** Object location labeling data **
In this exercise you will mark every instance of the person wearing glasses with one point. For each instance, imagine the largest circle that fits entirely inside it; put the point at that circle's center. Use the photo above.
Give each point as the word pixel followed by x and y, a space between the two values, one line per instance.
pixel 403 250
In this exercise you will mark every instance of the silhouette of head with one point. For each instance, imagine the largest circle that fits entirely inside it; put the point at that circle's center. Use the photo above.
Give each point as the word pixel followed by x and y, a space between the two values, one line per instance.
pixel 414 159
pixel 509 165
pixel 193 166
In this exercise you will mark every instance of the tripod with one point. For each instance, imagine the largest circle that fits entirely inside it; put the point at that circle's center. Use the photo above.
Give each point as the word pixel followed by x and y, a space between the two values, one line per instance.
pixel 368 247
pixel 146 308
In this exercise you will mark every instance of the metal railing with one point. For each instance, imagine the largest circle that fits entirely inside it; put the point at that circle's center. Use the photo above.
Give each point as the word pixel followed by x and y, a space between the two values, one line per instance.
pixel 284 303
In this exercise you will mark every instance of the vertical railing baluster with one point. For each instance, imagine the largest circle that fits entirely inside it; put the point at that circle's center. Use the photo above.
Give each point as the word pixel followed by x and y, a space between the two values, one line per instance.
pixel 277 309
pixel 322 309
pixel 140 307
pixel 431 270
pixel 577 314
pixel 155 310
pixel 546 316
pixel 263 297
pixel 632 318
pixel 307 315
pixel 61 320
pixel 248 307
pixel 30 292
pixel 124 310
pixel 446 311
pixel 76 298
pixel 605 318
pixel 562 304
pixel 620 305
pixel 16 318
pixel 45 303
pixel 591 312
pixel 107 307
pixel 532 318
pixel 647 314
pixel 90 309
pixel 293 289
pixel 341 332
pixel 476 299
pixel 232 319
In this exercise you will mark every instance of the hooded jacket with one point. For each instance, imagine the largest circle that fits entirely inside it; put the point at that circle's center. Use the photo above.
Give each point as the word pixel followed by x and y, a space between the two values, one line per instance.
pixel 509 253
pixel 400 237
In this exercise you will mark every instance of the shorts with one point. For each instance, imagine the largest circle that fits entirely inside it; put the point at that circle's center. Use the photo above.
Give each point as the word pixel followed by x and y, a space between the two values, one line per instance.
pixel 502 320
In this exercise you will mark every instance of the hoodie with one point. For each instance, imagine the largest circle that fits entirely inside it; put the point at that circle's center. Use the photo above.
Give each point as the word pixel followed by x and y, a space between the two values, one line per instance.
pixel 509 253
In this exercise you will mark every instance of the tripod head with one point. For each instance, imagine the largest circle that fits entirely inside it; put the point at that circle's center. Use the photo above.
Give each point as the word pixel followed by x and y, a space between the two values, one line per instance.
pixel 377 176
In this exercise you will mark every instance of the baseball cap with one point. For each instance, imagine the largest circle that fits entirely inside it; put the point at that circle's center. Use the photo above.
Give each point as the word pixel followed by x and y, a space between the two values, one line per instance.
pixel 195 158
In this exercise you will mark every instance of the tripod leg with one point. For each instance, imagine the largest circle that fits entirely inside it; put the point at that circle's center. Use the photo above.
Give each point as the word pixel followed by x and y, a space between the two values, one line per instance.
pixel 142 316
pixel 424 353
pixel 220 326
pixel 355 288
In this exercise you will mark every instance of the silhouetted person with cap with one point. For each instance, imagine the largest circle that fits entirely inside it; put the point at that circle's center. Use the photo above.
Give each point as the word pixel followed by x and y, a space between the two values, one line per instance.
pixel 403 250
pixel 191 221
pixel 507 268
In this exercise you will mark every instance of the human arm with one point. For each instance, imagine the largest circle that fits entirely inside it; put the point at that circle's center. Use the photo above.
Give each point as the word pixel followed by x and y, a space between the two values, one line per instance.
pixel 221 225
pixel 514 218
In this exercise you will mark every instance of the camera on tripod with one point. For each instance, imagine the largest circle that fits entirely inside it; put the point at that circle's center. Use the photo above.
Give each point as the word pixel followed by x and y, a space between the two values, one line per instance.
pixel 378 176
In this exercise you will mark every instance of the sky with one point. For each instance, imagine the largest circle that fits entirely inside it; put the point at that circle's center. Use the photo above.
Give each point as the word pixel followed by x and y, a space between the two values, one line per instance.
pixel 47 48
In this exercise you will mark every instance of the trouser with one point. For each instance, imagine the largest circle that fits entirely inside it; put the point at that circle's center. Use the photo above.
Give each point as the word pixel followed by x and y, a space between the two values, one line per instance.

** REQUIRED TASK **
Rewrite all of these lines, swapping "imagine the largest circle" for "picture the largest circle" everywhere it occurs and leaving everything else the same.

** THE ANSWER **
In this exercise you will mark every instance of the person wearing glasses with one point. For each instance, picture the largest circle that fits entirely inside it; put the point at that circle's center. Use the photo above.
Give each point as the word pixel followed by x and y, a space between the two values, one line per instance.
pixel 403 250
In this exercise you will mark every instance of the silhouette of head with one point. For each instance, picture the largest circle that fits entirely inside it; put the point at that circle's center. Use the photo above.
Give each point as the word pixel followed by x and y, a space between the two values, one line per instance.
pixel 414 159
pixel 509 165
pixel 193 166
In this exercise you will mark every instance of the tripod with one point. For each instance, picture the largest circle that fits entirely inside it; put the point at that circle's center. Use the photo above.
Give each point as the word pixel followed by x and y, a space between the two values, one line per instance.
pixel 368 247
pixel 146 308
In this exercise you will mark every instance of the metal railing with one point. For each instance, picture the largest circle that fits entirely inside it; put the point at that circle's center. Use the photo above.
Give each point as the word pixel followed by x and y, a space between the two values, one line per instance.
pixel 284 303
In this exercise you will mark every instance of the vertical railing baluster with one point. For each instance, picture the largest circle that fits entirely inside it; put the point at that circle's center. Use the photo above.
Give each point as the word pixel followed by x and y, a space between the two values, one line per instance.
pixel 277 309
pixel 322 309
pixel 140 307
pixel 431 270
pixel 577 314
pixel 155 310
pixel 546 316
pixel 263 297
pixel 632 318
pixel 307 315
pixel 61 320
pixel 248 307
pixel 30 292
pixel 124 310
pixel 446 311
pixel 76 298
pixel 605 318
pixel 562 304
pixel 620 305
pixel 16 318
pixel 45 303
pixel 591 312
pixel 107 307
pixel 532 318
pixel 647 314
pixel 90 309
pixel 293 289
pixel 341 332
pixel 476 299
pixel 232 319
In this exercise you will mark every instance of the hooded jacket with one point. For each instance, picture the largest circle that fits entirely inside it; put the point at that circle's center. Use the photo above.
Give each point as the word pixel followed by x and y, a space between the two values, one line per instance.
pixel 509 253
pixel 400 237
In this exercise you will mark every instance of the shorts with one point. For each instance, picture the largest circle that fits entirely inside it; put the point at that circle's center. Use the photo above.
Give each point as the word pixel followed by x and y, a space between the two values, one line per instance.
pixel 502 320
In this exercise you will mark every instance of the hoodie with one point. For each instance, picture the largest circle that fits entirely inside it; put the point at that circle's center. Use the photo above.
Give each point as the word pixel followed by x and y, a space between the two values, one line per instance.
pixel 509 253
In this exercise you will mark every instance of the tripod head with one point. For each instance, picture the largest circle that fits entirely inside it; put the point at that circle's center. Use the photo above.
Give each point as the word pixel followed by x and y, a space between the two values, one line per instance.
pixel 377 176
In this exercise you will mark every instance of the baseball cap with one point. For each instance, picture the largest circle that fits entirely inside it; put the point at that circle's center. Use the photo above.
Give each point as the word pixel followed by x and y, a space between the two values, one line per instance.
pixel 195 158
In this exercise you will mark every instance of the tripod leg with one point. For each instance, picture the largest circle that fits entirely inside it; put the point at that circle's center. Use the photo above.
Give each point as the word pixel followed by x and y, a space between the two values, one line per instance.
pixel 142 316
pixel 424 353
pixel 220 326
pixel 355 288
In this exercise you will mark every instance of the silhouetted person with cap with one point. For each instance, picture the largest circle that fits entirely inside it; put the point at that circle's center. Use the photo above.
Give each point as the word pixel followed by x and y, a space between the two values, one line per instance.
pixel 403 250
pixel 191 221
pixel 507 268
In this exercise you will mark every instance of the human arm with one point. For each instance, picture the largest circle that fits entirely inside it; put the point at that circle's center. Use the photo above.
Give each point as the word pixel followed by x and y, a space between the two values, one line per instance.
pixel 221 225
pixel 514 218
In this exercise you will mark every instance of the camera on tripod with one point. For each instance, picture the largest circle that fits entirely inside it; put the point at that circle's center. Use the photo above.
Give each point as the word pixel followed by x and y, a space between the two values, one line per instance.
pixel 378 176
In this exercise you will mark every instance of the sky with one point. For each instance, picture the largest circle that fits entirely inside it; put the point at that circle's center. Use the photo above.
Give each point as the word pixel followed by x and y, a space between the two values, one line per instance.
pixel 47 48
In this exercise you will mark every instance of the trouser with one point. For each instance, picture the largest circle that fits entirely inside it; put the point at that circle's center. Use the photo above.
Give each point as the word pixel followed by x and y, a space between the two values, one line per instance.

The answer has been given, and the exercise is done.